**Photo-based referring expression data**
****************************************

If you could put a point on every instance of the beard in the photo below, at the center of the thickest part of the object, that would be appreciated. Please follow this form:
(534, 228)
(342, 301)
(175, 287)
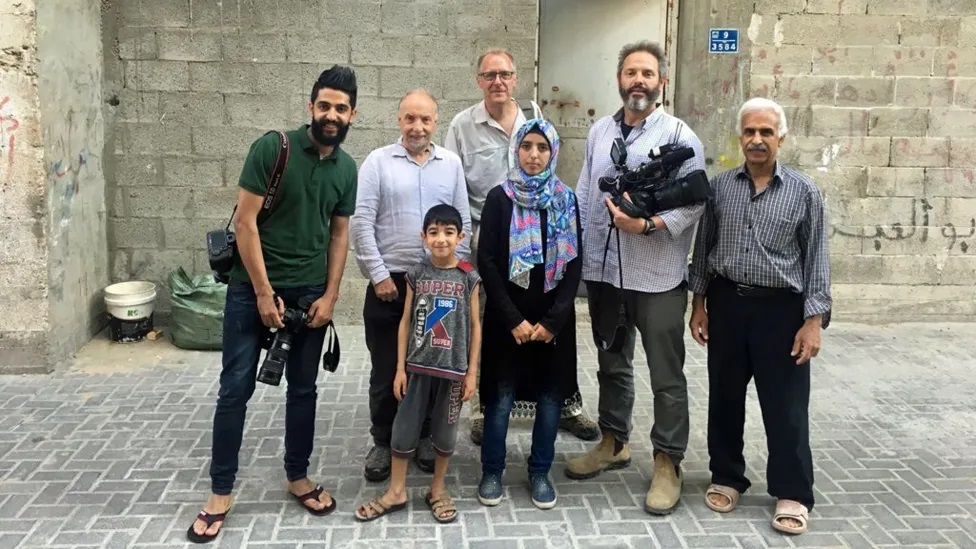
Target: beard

****************************************

**Problem**
Show the lines from the data above that contain the string "beard".

**Response area**
If you could put a point on every instance of the beard in the photo below, at the center of the thickest part of the object, that would be appreciated. Please follow this form:
Target: beard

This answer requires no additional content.